— Activity —
Excluding all pictures, please output the listing exactly.
Extracted entries Start Marker
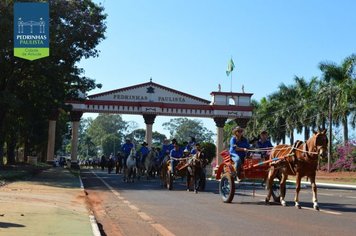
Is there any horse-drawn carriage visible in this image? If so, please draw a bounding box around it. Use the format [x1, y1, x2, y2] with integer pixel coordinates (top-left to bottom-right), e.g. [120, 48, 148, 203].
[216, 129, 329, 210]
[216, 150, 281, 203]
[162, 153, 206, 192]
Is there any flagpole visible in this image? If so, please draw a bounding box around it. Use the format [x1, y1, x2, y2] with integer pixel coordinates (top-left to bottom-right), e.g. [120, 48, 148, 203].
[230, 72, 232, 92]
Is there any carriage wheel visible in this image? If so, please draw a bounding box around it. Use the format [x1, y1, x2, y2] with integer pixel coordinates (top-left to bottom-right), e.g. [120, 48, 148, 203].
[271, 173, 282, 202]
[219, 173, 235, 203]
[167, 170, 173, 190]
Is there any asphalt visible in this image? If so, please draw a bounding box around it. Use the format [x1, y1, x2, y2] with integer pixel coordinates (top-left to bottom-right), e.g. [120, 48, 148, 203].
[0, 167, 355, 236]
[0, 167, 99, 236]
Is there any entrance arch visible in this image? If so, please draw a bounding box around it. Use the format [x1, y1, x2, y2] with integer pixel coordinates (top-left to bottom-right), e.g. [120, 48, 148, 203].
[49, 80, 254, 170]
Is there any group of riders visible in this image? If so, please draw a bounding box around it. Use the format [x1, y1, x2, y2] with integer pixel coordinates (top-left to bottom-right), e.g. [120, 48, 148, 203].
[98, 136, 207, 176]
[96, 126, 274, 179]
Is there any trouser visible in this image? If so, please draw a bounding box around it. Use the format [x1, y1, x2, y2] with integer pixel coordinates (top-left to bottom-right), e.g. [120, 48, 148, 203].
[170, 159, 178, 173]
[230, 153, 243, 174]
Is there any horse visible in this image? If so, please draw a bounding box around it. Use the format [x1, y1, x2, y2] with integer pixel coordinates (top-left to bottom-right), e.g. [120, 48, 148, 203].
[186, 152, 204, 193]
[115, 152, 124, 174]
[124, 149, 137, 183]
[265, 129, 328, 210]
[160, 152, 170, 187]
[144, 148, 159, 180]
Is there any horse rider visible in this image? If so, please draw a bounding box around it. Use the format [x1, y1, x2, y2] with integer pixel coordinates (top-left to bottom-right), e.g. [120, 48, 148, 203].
Extracted entries End Marker
— Reply to the exercise —
Is there any horse-drawn carriage visible in this image? If so, please draw a bounding box around it. Use the format [x1, y1, x2, y2] with integer pixel coordinates (top-left to bottom-right), e.g. [120, 48, 148, 203].
[216, 129, 329, 210]
[216, 150, 281, 203]
[162, 153, 206, 192]
Is there any flagpole visible in this image? If so, please draw a bounding box around it. Use the format [x1, y1, x2, y2] with integer pixel coordinates (top-left to bottom-right), e.g. [120, 48, 148, 203].
[230, 72, 232, 92]
Is there any carriage wheel visible in this image? If so, please draw a bounding box around it. Use the format [x1, y1, x2, y2] with integer pixel coordinates (top-left to bottom-right), e.g. [120, 48, 148, 203].
[271, 173, 282, 202]
[219, 173, 235, 203]
[167, 170, 173, 190]
Is there any asphalt visible in this image? If so, please draw a bounding box around it. Use the format [x1, y1, x2, y2] with integer pixel coordinates (top-left to bottom-right), e.g. [120, 48, 148, 203].
[0, 167, 355, 236]
[0, 167, 99, 236]
Is there any entrance arch visible in this image? If so, please draw a bounding box around it. Use the format [x1, y1, x2, y2] with integer pixel coordinates (top-left to bottom-right), e.g. [120, 48, 148, 203].
[49, 80, 254, 170]
Is there any group of riders visible in this image? If so, please draw a bounding box around it. Use the format [x1, y1, x2, y2] with integer pixel coordinates (top-left to bottom-right), e.g. [120, 48, 148, 203].
[98, 136, 207, 176]
[96, 126, 274, 179]
Is there any trouser visible in this image? If so, please draw a bounding box around it. Use the format [x1, y1, x2, y2] with integer pixel coordinates (top-left to bottom-right), e.g. [120, 48, 148, 203].
[170, 159, 178, 173]
[230, 153, 243, 174]
Is there any horse visible in this image? If so, please draw a bounding box around it. Use the format [x1, y1, x2, y2] with integer pixel coordinates (top-left to bottom-right), e.g. [120, 48, 148, 203].
[186, 152, 204, 193]
[115, 152, 124, 174]
[124, 149, 137, 183]
[265, 129, 328, 210]
[160, 152, 170, 187]
[144, 148, 159, 180]
Is there any horse rider visible in this image? If so, please draw a bounding box around it. Use the format [x1, y1, x2, y2] with integer pixel coordinates (top-left to bottom-right), e.g. [120, 48, 148, 203].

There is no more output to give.